> [Activity] Tell how many lines in the data below hold the string "fingers"; give nothing but the number.

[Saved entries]
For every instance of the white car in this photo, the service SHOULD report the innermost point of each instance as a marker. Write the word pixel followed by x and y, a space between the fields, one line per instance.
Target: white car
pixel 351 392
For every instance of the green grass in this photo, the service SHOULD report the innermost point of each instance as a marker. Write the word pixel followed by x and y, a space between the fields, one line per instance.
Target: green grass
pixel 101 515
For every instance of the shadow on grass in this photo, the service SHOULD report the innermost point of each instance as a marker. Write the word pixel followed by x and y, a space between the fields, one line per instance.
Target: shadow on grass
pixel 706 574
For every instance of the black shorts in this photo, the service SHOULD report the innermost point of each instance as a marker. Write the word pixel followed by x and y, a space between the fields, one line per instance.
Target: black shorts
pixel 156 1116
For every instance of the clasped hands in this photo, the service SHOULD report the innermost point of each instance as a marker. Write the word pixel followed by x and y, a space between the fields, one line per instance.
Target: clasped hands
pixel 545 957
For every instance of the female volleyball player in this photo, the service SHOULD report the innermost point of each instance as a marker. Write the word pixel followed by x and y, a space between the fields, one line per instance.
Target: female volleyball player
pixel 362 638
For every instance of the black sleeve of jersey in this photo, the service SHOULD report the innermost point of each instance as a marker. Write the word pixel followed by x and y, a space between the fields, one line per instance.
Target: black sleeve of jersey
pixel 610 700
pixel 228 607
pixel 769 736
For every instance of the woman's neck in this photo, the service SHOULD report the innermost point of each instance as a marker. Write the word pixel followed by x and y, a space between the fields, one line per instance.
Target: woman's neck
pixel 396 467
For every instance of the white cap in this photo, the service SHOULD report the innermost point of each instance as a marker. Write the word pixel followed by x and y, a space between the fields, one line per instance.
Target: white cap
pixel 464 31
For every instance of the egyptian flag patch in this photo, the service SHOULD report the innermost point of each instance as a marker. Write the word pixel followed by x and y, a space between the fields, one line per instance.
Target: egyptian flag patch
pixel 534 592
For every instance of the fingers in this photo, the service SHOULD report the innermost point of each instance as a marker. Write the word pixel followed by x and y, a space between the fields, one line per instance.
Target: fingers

> [Exercise response] 2